### EXERCISE OBJECTIVE
Starting with the line that contains "Put one point on every instance of the notebook", set down each line through the end of the entries below, exactly and with nothing added.
= = =
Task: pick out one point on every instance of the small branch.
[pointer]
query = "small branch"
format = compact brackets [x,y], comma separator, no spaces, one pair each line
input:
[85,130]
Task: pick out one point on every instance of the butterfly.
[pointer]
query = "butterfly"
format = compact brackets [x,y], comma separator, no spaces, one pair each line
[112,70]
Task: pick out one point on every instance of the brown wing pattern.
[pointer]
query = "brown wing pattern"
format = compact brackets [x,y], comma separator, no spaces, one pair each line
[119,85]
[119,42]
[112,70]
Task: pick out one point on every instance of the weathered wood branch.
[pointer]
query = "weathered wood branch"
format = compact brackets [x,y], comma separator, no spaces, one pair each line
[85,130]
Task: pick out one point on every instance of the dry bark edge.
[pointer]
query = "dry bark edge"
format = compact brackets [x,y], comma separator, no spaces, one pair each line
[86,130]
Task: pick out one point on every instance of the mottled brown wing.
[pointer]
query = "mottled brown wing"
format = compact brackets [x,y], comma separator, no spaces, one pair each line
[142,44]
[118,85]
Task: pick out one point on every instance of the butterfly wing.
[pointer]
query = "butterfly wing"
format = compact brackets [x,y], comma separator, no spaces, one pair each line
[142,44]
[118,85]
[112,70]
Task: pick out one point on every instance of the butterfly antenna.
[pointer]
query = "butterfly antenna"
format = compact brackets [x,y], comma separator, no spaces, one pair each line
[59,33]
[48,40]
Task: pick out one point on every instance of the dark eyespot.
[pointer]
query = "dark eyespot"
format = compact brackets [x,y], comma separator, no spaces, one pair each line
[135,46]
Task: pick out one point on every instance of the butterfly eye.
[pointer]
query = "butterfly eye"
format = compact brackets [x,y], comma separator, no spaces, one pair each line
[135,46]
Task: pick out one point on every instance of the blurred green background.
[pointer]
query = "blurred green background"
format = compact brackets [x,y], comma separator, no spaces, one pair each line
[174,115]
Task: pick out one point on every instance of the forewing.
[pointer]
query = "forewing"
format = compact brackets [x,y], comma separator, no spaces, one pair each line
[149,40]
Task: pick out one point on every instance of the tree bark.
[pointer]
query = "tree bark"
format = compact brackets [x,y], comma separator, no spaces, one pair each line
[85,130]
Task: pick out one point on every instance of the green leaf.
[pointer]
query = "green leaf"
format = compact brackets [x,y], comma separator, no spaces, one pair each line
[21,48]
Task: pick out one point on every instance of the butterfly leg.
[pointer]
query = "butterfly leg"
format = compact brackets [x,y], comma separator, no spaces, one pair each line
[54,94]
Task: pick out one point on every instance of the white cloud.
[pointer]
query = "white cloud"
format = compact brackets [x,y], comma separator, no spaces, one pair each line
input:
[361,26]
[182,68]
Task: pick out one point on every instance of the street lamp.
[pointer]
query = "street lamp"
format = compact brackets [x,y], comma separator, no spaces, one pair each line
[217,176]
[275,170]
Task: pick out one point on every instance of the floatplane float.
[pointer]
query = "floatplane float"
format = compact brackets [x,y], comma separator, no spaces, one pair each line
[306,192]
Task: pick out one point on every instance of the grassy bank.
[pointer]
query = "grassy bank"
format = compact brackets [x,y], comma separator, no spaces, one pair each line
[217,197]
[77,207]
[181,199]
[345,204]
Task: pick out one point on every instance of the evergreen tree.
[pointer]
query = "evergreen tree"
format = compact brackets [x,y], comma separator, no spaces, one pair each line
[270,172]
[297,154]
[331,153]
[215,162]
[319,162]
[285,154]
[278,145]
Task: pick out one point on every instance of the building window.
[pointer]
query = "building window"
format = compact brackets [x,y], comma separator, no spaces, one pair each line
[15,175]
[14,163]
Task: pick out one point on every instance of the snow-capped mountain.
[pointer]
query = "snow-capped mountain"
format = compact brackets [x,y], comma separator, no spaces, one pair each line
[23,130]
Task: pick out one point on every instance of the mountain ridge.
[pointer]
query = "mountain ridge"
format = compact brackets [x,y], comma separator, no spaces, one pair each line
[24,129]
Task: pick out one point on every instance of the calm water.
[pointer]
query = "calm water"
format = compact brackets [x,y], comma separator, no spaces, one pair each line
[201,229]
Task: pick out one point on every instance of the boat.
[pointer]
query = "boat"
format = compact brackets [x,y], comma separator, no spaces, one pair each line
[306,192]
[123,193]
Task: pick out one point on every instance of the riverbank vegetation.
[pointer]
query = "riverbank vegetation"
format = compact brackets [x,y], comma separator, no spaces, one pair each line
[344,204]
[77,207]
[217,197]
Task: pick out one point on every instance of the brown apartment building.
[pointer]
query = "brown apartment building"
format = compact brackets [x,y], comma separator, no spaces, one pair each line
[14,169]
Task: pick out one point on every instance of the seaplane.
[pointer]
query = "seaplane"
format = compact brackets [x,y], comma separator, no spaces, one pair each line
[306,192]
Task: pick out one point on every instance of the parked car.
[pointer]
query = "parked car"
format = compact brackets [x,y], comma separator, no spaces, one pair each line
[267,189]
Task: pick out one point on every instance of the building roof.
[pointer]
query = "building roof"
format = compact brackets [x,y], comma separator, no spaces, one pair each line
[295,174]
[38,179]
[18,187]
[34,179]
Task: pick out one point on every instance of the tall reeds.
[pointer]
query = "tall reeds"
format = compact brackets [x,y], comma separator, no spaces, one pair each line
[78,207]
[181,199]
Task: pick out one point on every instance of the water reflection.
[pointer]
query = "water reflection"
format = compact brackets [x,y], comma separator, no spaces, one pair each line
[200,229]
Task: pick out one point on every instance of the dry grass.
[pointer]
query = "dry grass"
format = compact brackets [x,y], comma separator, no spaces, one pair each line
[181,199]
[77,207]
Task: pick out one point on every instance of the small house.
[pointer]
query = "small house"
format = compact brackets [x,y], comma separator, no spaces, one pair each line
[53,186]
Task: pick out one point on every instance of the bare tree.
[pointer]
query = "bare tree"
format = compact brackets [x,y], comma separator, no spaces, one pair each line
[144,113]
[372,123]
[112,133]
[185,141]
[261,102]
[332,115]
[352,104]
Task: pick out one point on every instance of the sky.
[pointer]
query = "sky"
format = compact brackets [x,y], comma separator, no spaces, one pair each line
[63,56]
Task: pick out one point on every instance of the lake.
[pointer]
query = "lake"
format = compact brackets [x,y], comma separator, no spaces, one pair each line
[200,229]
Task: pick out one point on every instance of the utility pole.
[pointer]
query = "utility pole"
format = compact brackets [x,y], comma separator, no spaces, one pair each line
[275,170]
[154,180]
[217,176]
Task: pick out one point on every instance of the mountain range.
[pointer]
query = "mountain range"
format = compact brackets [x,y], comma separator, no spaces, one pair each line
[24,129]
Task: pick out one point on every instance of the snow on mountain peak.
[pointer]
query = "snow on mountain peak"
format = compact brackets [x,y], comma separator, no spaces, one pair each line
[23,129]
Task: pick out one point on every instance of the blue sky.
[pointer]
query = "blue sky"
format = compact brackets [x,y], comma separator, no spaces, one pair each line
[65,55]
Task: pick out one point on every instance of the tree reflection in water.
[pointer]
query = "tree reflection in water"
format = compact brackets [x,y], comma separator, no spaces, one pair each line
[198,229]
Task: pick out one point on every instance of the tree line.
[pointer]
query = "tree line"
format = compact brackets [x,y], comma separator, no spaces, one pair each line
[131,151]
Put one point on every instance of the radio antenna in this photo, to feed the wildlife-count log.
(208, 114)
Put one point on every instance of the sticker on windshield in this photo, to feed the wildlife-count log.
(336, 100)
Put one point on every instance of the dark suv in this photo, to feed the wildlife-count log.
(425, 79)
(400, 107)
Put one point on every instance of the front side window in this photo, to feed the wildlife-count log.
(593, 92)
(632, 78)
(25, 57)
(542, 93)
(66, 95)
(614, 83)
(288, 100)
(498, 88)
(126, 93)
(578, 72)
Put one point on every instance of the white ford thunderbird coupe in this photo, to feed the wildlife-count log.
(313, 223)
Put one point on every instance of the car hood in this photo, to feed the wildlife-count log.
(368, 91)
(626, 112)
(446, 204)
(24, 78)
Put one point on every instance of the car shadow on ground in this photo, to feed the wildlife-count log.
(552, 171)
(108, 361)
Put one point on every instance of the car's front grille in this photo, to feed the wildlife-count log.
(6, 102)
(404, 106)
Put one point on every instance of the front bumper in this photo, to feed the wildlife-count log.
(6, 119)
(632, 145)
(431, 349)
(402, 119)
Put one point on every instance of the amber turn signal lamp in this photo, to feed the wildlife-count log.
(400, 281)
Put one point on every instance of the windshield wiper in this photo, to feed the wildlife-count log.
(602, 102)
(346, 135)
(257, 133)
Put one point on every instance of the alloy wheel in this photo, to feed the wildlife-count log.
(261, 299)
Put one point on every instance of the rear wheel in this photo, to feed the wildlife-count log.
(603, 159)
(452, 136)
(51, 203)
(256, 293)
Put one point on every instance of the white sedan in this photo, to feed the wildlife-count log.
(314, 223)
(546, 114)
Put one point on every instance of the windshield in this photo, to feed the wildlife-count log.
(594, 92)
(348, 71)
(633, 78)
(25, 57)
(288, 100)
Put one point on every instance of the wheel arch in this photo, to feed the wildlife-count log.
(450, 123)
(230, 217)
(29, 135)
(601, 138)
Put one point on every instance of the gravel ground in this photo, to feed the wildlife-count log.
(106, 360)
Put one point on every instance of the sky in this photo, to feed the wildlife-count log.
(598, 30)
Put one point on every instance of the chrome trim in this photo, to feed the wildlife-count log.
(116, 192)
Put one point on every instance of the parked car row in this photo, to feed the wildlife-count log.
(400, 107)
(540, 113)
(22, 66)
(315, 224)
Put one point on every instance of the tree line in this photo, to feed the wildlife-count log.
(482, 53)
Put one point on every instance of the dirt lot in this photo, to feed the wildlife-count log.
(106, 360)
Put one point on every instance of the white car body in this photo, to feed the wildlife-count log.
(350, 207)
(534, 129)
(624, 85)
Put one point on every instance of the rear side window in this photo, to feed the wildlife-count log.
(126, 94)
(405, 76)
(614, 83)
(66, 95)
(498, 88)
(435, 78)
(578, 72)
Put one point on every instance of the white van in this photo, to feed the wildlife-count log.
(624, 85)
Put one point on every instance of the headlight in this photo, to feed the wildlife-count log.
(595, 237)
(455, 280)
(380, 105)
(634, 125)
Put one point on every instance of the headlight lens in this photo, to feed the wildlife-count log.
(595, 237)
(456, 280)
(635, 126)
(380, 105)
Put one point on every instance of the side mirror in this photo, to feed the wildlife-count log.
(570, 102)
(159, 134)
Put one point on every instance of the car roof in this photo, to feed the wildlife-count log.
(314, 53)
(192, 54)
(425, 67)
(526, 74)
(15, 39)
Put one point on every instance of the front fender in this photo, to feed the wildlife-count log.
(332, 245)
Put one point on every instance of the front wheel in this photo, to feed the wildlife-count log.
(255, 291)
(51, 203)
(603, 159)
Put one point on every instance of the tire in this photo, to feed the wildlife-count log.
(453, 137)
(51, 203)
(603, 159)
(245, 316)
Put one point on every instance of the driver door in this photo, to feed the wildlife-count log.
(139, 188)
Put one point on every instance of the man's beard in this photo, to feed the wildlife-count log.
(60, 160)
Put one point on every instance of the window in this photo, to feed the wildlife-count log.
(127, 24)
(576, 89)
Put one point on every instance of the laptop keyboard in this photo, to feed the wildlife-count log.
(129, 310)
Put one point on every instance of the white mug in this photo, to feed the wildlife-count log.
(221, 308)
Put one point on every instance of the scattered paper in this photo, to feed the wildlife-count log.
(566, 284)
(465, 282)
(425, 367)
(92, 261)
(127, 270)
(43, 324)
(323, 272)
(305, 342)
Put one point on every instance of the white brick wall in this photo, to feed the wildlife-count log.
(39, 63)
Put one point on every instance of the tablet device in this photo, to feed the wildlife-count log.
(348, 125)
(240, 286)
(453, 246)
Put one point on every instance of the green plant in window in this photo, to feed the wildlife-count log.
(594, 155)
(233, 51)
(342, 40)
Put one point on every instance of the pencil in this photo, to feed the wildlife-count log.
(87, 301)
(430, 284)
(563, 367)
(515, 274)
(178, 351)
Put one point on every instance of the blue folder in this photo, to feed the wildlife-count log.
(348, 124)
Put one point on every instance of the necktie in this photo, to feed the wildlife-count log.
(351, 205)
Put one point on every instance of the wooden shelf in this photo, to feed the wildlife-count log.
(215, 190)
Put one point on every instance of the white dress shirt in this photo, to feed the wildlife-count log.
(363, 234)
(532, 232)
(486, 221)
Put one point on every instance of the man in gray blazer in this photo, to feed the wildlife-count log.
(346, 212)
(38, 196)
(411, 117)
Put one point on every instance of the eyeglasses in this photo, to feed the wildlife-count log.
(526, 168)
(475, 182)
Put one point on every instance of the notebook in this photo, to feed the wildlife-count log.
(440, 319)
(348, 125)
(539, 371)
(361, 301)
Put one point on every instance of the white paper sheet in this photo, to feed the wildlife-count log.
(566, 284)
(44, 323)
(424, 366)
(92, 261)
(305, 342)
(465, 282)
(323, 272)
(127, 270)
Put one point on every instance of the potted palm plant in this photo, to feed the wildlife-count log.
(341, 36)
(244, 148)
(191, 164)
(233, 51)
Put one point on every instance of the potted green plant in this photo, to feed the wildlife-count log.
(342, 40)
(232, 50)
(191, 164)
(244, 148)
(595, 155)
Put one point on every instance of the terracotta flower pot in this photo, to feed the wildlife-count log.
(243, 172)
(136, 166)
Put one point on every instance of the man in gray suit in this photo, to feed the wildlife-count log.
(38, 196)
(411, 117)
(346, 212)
= = =
### RESULT BELOW
Put one point on every instance of the notebook in this photo, to feed the wildlife-count log.
(440, 319)
(348, 125)
(539, 371)
(361, 301)
Put one point on every instance of the white paper sheet in this photo, to feed the wildlife-count log.
(566, 284)
(44, 323)
(424, 366)
(92, 261)
(305, 342)
(465, 282)
(323, 272)
(127, 270)
Put one point on every instance of the potted palm plant in this photo, to feed the wildlife-count log.
(341, 36)
(244, 148)
(191, 164)
(233, 51)
Put one point on every instance of the potted green plant in this photo, to feed the wildlife-count log.
(342, 40)
(232, 50)
(191, 164)
(244, 148)
(595, 155)
Put one point on every instance of the terracotta flower pot in this photo, to feed the wildlife-count log.
(243, 172)
(136, 166)
Put one point on every instance of the man in gray suit in this photo, to feed the wildlife-count log.
(38, 196)
(411, 117)
(346, 212)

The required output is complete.